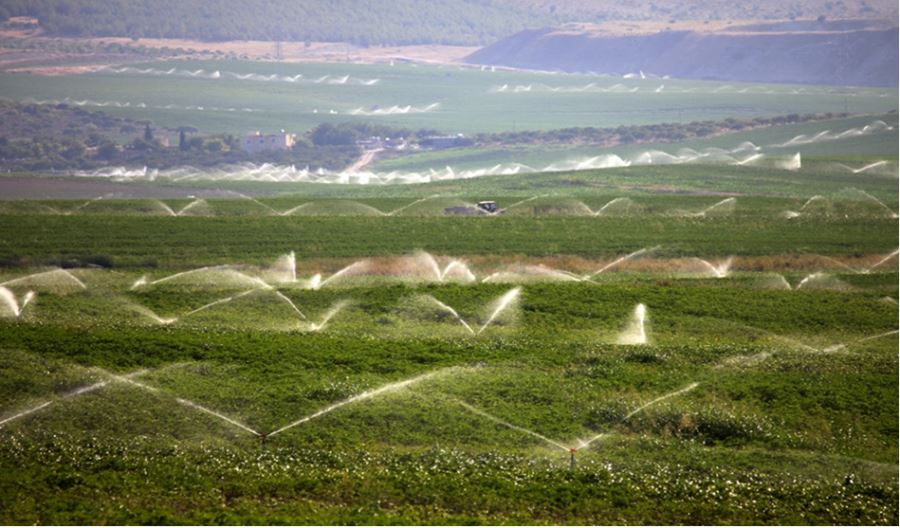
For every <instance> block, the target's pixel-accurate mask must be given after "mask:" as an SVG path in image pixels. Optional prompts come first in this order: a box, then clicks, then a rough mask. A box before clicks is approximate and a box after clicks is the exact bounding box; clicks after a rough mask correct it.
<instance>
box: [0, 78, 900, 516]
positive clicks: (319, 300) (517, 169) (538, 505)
mask: <svg viewBox="0 0 900 528" xmlns="http://www.w3.org/2000/svg"><path fill="white" fill-rule="evenodd" d="M769 92H772V93H769ZM0 93H2V95H3V97H6V98H10V99H14V100H17V101H26V100H31V101H37V102H41V103H47V104H50V103H54V102H62V101H66V102H68V103H69V104H71V105H76V106H83V107H84V108H86V109H92V110H93V109H97V108H102V109H103V110H104V111H108V112H110V113H114V114H117V115H121V116H127V117H130V118H135V119H149V120H152V121H153V122H154V123H156V124H157V125H164V126H170V127H177V126H183V125H187V126H194V127H197V128H198V129H200V130H202V131H203V133H210V134H213V133H238V134H242V133H245V132H247V131H248V130H255V129H260V130H263V131H274V130H278V129H282V128H284V129H288V130H290V131H296V132H302V131H303V130H305V129H308V128H311V127H314V126H316V125H318V124H320V123H322V122H340V121H357V122H361V121H364V122H370V123H378V124H385V125H391V126H401V127H409V128H422V127H424V128H433V129H438V130H441V131H445V132H448V133H457V132H464V133H466V134H472V133H478V132H488V131H512V130H527V129H543V130H547V129H559V128H565V127H575V126H594V127H615V126H618V125H628V124H658V123H661V122H666V121H674V122H679V121H682V122H688V121H695V120H706V119H716V120H722V119H725V118H729V117H736V118H749V117H759V116H776V115H780V116H784V115H788V114H794V113H797V114H805V113H813V112H815V113H825V112H834V113H840V112H843V111H844V110H845V105H846V109H847V110H848V111H849V113H851V114H852V115H851V116H850V117H844V118H840V119H831V120H818V121H809V122H803V123H800V124H791V125H781V126H771V127H768V128H765V129H762V128H759V129H753V130H745V131H743V132H740V133H731V134H718V135H712V136H710V137H705V138H703V139H693V140H687V141H683V142H679V143H668V144H665V143H657V144H649V143H648V144H637V145H620V146H611V147H607V148H599V147H597V148H594V147H588V146H584V145H581V144H565V145H537V144H532V145H527V146H518V147H508V148H504V149H499V148H498V149H492V148H477V149H476V148H464V149H449V150H446V151H432V152H418V153H415V154H412V155H406V156H402V157H399V156H398V157H394V158H391V157H389V156H385V157H384V158H382V159H380V160H378V161H377V164H376V165H375V167H374V169H371V170H372V171H374V172H373V173H368V172H365V171H362V172H352V171H341V172H337V171H335V172H328V171H322V172H317V171H315V170H313V171H304V170H302V169H301V168H299V167H283V166H275V165H266V166H259V165H252V164H249V163H248V164H247V165H232V166H229V167H223V166H213V167H203V168H184V167H181V168H176V169H172V170H159V171H156V170H154V169H153V168H152V167H151V168H144V167H124V168H121V167H102V165H101V169H100V170H85V171H82V172H77V173H74V174H73V173H65V174H61V173H59V172H55V173H47V174H30V173H11V174H4V175H3V176H0V197H2V200H0V233H2V235H0V523H3V524H326V525H327V524H526V525H528V524H541V525H543V524H553V525H569V524H584V525H588V524H590V525H595V524H610V525H611V524H632V525H637V524H689V525H706V524H743V525H758V524H776V525H785V524H817V525H838V524H839V525H843V524H853V525H897V523H898V522H900V513H898V498H900V495H898V494H900V491H898V480H897V474H898V473H897V471H898V462H900V459H898V449H897V439H898V436H897V435H898V433H897V431H898V413H897V407H896V403H897V401H898V398H900V393H898V383H897V379H898V374H900V372H898V333H897V332H898V324H897V321H898V304H897V301H898V298H900V288H898V272H897V269H898V246H900V243H898V231H897V229H898V219H897V211H898V207H900V203H898V194H897V190H898V178H897V172H898V165H897V142H898V139H897V138H898V135H897V134H898V132H897V127H898V121H897V113H896V101H897V91H896V90H892V89H856V88H841V89H836V88H827V87H816V86H786V85H765V86H764V85H752V84H733V85H724V84H722V83H713V82H699V81H680V80H672V79H659V78H652V77H649V78H645V79H641V78H640V75H636V76H633V77H630V78H627V79H624V78H612V77H605V76H599V75H551V74H544V73H536V72H507V71H496V72H494V71H490V70H489V69H486V70H484V71H482V70H479V69H459V68H457V67H449V66H445V67H438V66H423V65H418V66H413V65H411V64H405V63H400V62H398V63H397V64H396V65H394V66H388V65H378V66H373V65H369V66H364V65H356V64H354V65H344V64H321V65H314V64H278V63H266V62H256V63H252V62H238V61H220V62H196V61H193V62H187V61H177V62H165V63H164V62H159V63H152V64H143V65H137V66H134V67H132V68H129V69H124V70H121V71H118V72H116V71H111V70H106V71H101V72H95V73H91V74H83V75H68V76H62V77H36V76H31V75H25V74H9V73H2V74H0ZM201 107H202V108H201ZM407 107H408V108H407ZM28 108H29V107H23V108H22V110H21V112H27V111H28ZM357 109H358V110H359V111H357V112H354V110H357ZM31 110H32V111H33V110H34V109H33V108H31ZM64 111H68V110H66V109H60V112H64ZM332 112H333V113H332ZM367 114H368V115H367ZM11 115H13V114H11ZM57 118H59V119H62V118H61V117H59V116H57ZM87 121H89V120H84V121H77V122H87ZM28 122H29V123H30V122H31V121H28ZM59 122H63V121H59ZM67 122H76V121H67ZM112 123H113V124H112V125H110V126H112V127H114V128H116V129H118V128H119V127H120V125H119V124H116V122H115V121H112ZM26 124H27V123H26ZM19 128H25V127H19ZM132 129H133V130H137V129H134V128H132ZM37 132H39V131H36V133H37ZM715 132H716V133H718V132H720V131H715ZM26 136H27V134H26ZM653 137H665V136H653ZM26 139H27V138H26ZM26 139H22V140H21V141H23V142H24V141H26ZM17 141H18V139H17ZM750 143H753V145H750ZM22 145H25V143H22ZM29 145H31V147H34V148H36V145H37V143H35V144H33V145H32V144H30V143H29ZM38 146H39V145H38ZM22 148H23V149H24V148H25V147H22ZM160 149H162V147H160ZM20 151H21V152H24V150H20ZM17 152H19V151H17ZM211 155H212V154H211ZM351 157H352V156H351ZM204 159H206V158H204ZM583 160H588V161H584V162H582V161H583ZM90 161H92V162H93V161H96V160H93V159H92V160H90ZM148 164H149V163H148ZM514 164H521V165H514ZM70 166H76V167H81V165H70ZM96 166H97V165H92V167H96ZM445 166H450V167H451V169H444V167H445ZM547 166H550V167H547ZM490 167H495V168H494V169H490ZM543 168H548V170H534V169H543ZM482 169H484V170H482ZM367 170H369V169H366V171H367ZM392 171H395V172H392ZM392 174H393V176H391V175H392ZM279 180H284V181H279ZM404 181H406V182H414V183H401V182H404ZM366 182H369V183H366ZM375 182H378V183H375ZM483 201H496V202H497V205H498V206H499V208H500V210H499V211H496V212H493V213H487V212H485V211H483V210H482V209H479V206H478V205H477V204H478V203H479V202H483Z"/></svg>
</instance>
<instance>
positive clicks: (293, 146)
mask: <svg viewBox="0 0 900 528" xmlns="http://www.w3.org/2000/svg"><path fill="white" fill-rule="evenodd" d="M296 137H297V136H295V135H294V134H286V133H285V132H284V130H282V131H281V133H279V134H267V135H263V134H260V133H259V131H256V132H254V133H253V134H250V135H248V136H244V137H242V138H241V149H242V150H244V151H245V152H250V153H255V152H263V151H266V150H288V149H291V148H293V147H294V141H295V139H296Z"/></svg>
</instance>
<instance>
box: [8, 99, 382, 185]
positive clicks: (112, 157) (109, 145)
mask: <svg viewBox="0 0 900 528" xmlns="http://www.w3.org/2000/svg"><path fill="white" fill-rule="evenodd" d="M0 118H2V122H3V125H2V126H0V167H2V168H3V169H6V170H7V171H9V170H15V171H47V170H74V169H80V170H91V169H97V168H100V167H106V166H108V165H110V164H122V165H126V166H129V167H150V168H170V167H181V166H186V165H191V166H199V167H210V166H216V165H223V164H236V163H279V164H283V165H289V164H295V165H299V166H309V167H311V168H313V169H318V168H326V169H332V170H339V169H342V168H344V167H346V166H347V165H349V164H351V163H352V162H353V160H355V159H356V158H357V157H359V153H360V151H359V149H358V148H357V147H356V145H355V144H354V143H353V141H352V140H351V141H349V142H348V143H344V144H341V145H335V144H327V143H322V144H317V143H316V141H315V131H312V132H310V134H309V137H300V138H298V141H297V142H296V143H295V145H294V147H293V148H292V149H290V150H286V151H264V152H258V153H253V154H251V153H248V152H245V151H243V150H242V149H241V146H240V140H239V139H238V138H236V137H234V136H232V135H231V134H216V135H210V136H198V135H195V134H193V132H196V131H197V130H196V129H195V128H193V127H179V128H178V129H177V130H172V129H162V130H159V129H156V128H155V127H151V126H150V123H149V122H146V121H142V122H137V121H133V120H130V119H123V118H118V117H113V116H110V115H108V114H106V113H104V112H98V111H89V110H85V109H83V108H80V107H77V106H76V107H72V106H70V105H68V104H65V103H60V104H56V105H37V104H20V103H11V102H2V101H0ZM357 128H360V129H362V130H368V127H366V126H365V125H360V124H357V125H353V128H352V130H353V131H354V132H355V133H357V134H358V133H359V132H357V130H356V129H357ZM163 140H164V141H165V142H166V143H170V145H171V146H163V143H162V141H163Z"/></svg>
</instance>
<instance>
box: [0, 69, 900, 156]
mask: <svg viewBox="0 0 900 528" xmlns="http://www.w3.org/2000/svg"><path fill="white" fill-rule="evenodd" d="M134 68H135V69H133V70H122V71H121V73H114V72H112V71H110V70H106V71H101V72H97V73H94V74H87V75H70V76H65V77H45V76H41V77H38V76H33V75H25V74H15V75H14V74H0V91H2V92H3V94H4V96H5V97H7V98H10V99H13V100H15V101H19V102H26V103H27V102H47V103H60V102H63V103H69V104H70V105H73V106H75V105H84V106H85V107H87V108H91V107H93V108H102V109H103V110H104V111H105V112H108V113H110V114H113V115H117V116H126V117H129V118H132V119H135V120H145V121H152V122H153V123H155V124H156V125H157V126H159V127H168V128H171V129H177V128H178V127H182V126H191V127H194V128H196V129H198V130H200V131H201V132H202V133H204V134H222V133H228V134H232V135H243V134H246V133H247V132H248V131H251V130H261V131H263V132H276V131H278V130H280V129H286V130H288V131H289V132H303V131H305V130H309V129H312V128H314V127H316V126H318V125H319V124H321V123H323V122H328V123H342V122H347V121H353V122H364V123H369V124H372V125H377V126H389V127H393V128H400V129H407V130H419V129H436V130H440V131H442V132H444V133H448V134H456V133H465V134H468V135H473V134H477V133H485V132H507V131H522V130H535V131H536V130H544V131H546V130H554V129H562V128H572V127H593V128H597V129H600V128H616V127H619V126H623V125H624V126H629V125H659V123H662V122H667V123H679V124H682V123H691V122H700V121H724V120H726V119H729V118H732V119H736V120H752V119H756V118H774V117H777V116H786V115H789V114H798V115H804V114H825V113H828V112H832V113H838V112H844V111H847V112H849V113H851V114H877V115H881V114H884V113H886V112H890V111H892V110H896V108H897V104H896V99H897V91H896V90H895V89H857V88H853V89H848V90H846V91H844V90H834V89H831V88H824V87H810V86H789V85H759V84H731V85H728V86H727V85H724V84H722V83H716V82H707V81H681V80H673V79H669V80H665V81H662V80H660V79H649V78H648V79H644V80H642V79H622V78H617V77H600V76H591V75H548V74H539V73H528V72H505V71H496V72H491V71H479V70H477V69H470V68H464V69H457V68H455V67H437V66H424V65H410V64H403V63H397V64H396V65H395V66H393V67H391V66H388V65H357V64H352V65H346V64H284V63H271V62H249V61H168V62H155V63H148V64H138V65H135V66H134ZM173 68H174V69H175V70H174V72H172V73H171V74H169V73H167V72H169V71H170V70H172V69H173ZM140 70H144V71H146V70H150V73H143V74H142V73H140V72H139V71H140ZM198 70H202V72H200V74H198V75H197V76H191V75H190V73H193V72H197V71H198ZM217 71H218V72H219V75H218V78H216V77H215V75H214V74H215V72H217ZM237 75H240V76H252V75H256V77H247V78H246V79H244V80H241V79H240V78H238V77H236V76H237ZM272 75H277V76H280V78H281V79H282V80H280V81H279V80H269V81H266V80H262V79H266V78H270V77H271V76H272ZM297 75H302V78H296V76H297ZM326 75H327V76H329V77H328V78H325V79H324V80H322V81H321V82H316V81H318V80H319V79H323V78H324V76H326ZM345 76H349V77H348V78H347V80H346V81H345V83H344V84H332V83H330V82H329V79H330V80H331V81H334V82H339V81H341V80H342V79H343V78H344V77H345ZM295 78H296V80H294V81H293V82H292V81H290V80H285V79H295ZM254 79H256V80H254ZM375 79H378V82H375V83H374V84H371V85H365V84H362V83H363V82H371V81H373V80H375ZM591 83H594V85H595V87H596V88H595V89H589V90H586V91H581V92H577V91H569V92H553V91H550V90H549V88H542V87H543V86H547V87H550V88H556V87H560V88H566V89H570V90H574V89H578V88H584V87H585V86H587V85H590V84H591ZM663 83H664V84H665V90H664V91H662V92H660V93H656V92H655V90H656V89H657V88H658V87H659V85H660V84H663ZM503 85H508V86H510V87H514V86H517V85H523V86H528V85H532V87H533V90H532V91H530V92H522V93H512V92H498V91H497V89H498V88H499V87H502V86H503ZM729 86H730V87H729ZM613 87H616V88H613ZM634 89H637V90H638V91H636V92H631V91H630V90H634ZM745 89H746V92H745V93H741V91H742V90H745ZM603 90H611V91H603ZM800 90H803V91H802V92H801V91H800ZM768 92H772V93H768ZM794 92H797V93H796V94H795V93H794ZM848 94H855V95H853V96H852V97H848ZM848 101H849V102H848ZM845 102H847V106H846V107H845ZM435 103H436V104H437V105H438V106H437V107H432V108H431V109H430V110H425V109H427V108H428V107H429V106H430V105H433V104H435ZM407 106H409V107H410V110H409V111H407V113H400V112H399V110H402V109H404V108H406V107H407ZM393 107H397V109H395V110H394V111H393V113H389V112H388V111H389V110H390V109H391V108H393ZM413 108H415V109H419V110H418V111H413ZM378 110H381V111H382V112H383V113H382V114H381V115H377V114H375V115H366V113H369V114H374V113H375V112H377V111H378ZM787 139H789V138H787Z"/></svg>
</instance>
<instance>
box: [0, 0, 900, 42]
mask: <svg viewBox="0 0 900 528" xmlns="http://www.w3.org/2000/svg"><path fill="white" fill-rule="evenodd" d="M665 4H666V3H664V2H655V1H649V0H636V1H634V2H627V3H623V2H619V1H617V0H571V1H570V0H566V1H558V0H444V1H441V2H421V1H417V0H394V1H391V2H383V1H376V0H330V1H328V2H299V1H289V0H215V1H210V0H0V22H2V21H4V20H6V19H8V18H9V17H12V16H29V17H35V18H37V19H38V20H39V22H40V26H41V28H42V29H43V30H44V31H46V32H47V33H49V34H51V35H58V36H100V37H113V36H115V37H135V38H144V37H146V38H186V39H199V40H210V41H222V40H275V41H278V40H284V41H331V42H352V43H355V44H358V45H363V46H365V45H381V44H391V45H407V44H460V45H483V44H488V43H490V42H493V41H495V40H497V39H499V38H503V37H506V36H509V35H511V34H513V33H515V32H517V31H520V30H522V29H526V28H535V27H543V26H556V25H559V24H564V23H567V22H603V21H608V20H659V21H666V22H668V21H685V20H697V21H702V20H748V19H794V18H798V19H800V18H806V19H810V18H812V19H814V18H817V17H820V16H824V17H828V18H896V16H897V6H896V2H892V1H891V0H837V1H834V2H824V3H823V2H819V1H817V0H795V1H791V2H782V1H780V0H761V1H758V2H729V1H726V0H709V1H705V2H679V3H678V4H676V5H665Z"/></svg>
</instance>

####################

Check each line of the listing above, and copy it if it contains the word "positive".

positive clicks: (319, 300) (517, 169) (538, 505)
positive clicks: (293, 146)
positive clicks: (112, 157) (109, 145)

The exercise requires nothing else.